STATED TASK
Without the images, write out the whole listing exactly.
* Begin SUPPLIED MATERIAL *
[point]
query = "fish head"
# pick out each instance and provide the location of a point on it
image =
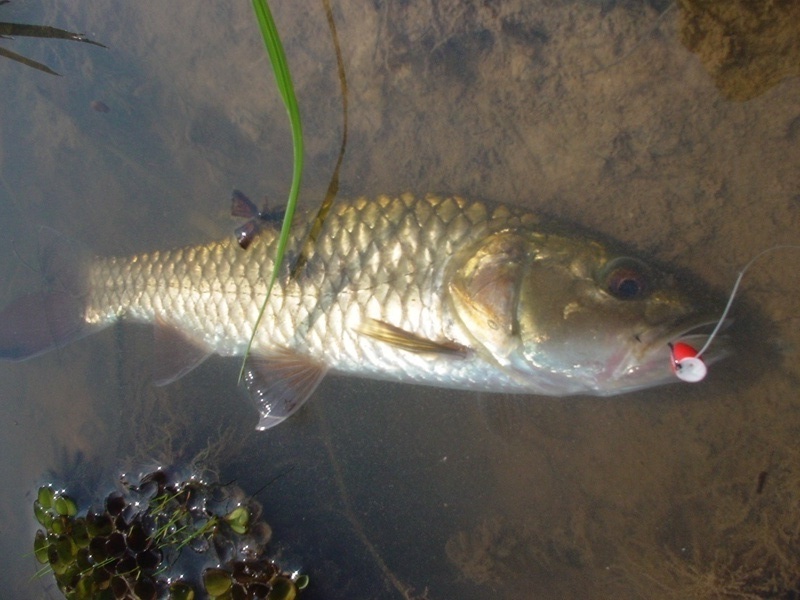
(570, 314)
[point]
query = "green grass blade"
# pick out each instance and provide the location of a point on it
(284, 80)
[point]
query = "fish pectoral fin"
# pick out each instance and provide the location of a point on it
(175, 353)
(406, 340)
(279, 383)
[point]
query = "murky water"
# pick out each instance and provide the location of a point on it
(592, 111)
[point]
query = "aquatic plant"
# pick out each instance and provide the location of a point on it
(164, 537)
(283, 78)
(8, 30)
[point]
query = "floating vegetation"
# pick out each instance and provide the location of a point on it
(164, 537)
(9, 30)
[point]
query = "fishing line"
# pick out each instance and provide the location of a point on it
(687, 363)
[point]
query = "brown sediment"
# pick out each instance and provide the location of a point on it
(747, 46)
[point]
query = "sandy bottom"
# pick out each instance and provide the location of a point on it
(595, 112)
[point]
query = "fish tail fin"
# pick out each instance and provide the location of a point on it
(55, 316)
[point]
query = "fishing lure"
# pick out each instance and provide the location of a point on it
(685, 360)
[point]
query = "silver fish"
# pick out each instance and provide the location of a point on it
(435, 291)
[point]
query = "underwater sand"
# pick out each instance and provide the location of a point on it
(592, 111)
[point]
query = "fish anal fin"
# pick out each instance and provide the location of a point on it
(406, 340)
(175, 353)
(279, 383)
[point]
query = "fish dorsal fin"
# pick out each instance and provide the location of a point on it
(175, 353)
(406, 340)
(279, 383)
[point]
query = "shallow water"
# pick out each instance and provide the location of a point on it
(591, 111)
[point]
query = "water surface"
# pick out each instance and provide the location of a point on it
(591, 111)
* End SUPPLIED MATERIAL *
ANSWER TO THIS PROBLEM
[point]
query = "fish head"
# pick out each instance and provide the location of a point on it
image =
(570, 314)
[point]
query = "green grass blade"
# pick out each instance and provide the location of a point on it
(284, 80)
[point]
query = "fish pectoral fin"
# pick out each instance and provide the location of a point on it
(175, 353)
(406, 340)
(279, 383)
[point]
query = "murky water"
# pick out each instance and provide the location of a point on it
(592, 111)
[point]
query = "aquatic plant"
# pick out each instance and provide the location of a point on it
(164, 537)
(283, 78)
(8, 30)
[point]
query = "floating vegetation"
# pick out each instance and provide the location of a point on it
(164, 537)
(9, 30)
[point]
query = "fishing line"
# pick out each instance and provide the location of a point on it
(687, 363)
[point]
query = "brown sediment"
# pick out each instance and provide the location of a point on it
(747, 46)
[point]
query = "sandy bottom"
# pick out each instance and provide the location of a point on it
(595, 112)
[point]
query = "fish tail fin"
# pick out each instance and provide the location of a point on it
(55, 316)
[point]
query = "fishing lure"
# pick out each instance and provide the location of a point on it
(685, 360)
[point]
query = "silver fish"
# pick out each instance and provide the location of a point on it
(435, 291)
[point]
query = "underwater sand"
# pick out each instance and provide the location of a point on it
(592, 111)
[point]
query = "fish anal fin"
# pick out each instance and provide the location of a point on it
(406, 340)
(175, 353)
(279, 383)
[point]
query = "fish dorsal fin"
# pick out each instance and provide the location of a point on it
(175, 353)
(406, 340)
(279, 383)
[point]
query = "shallow water"
# pick out each instance and provide the location of a point on it
(591, 111)
[point]
query = "water surface"
# pick out each instance and provide the location of a point on it
(591, 111)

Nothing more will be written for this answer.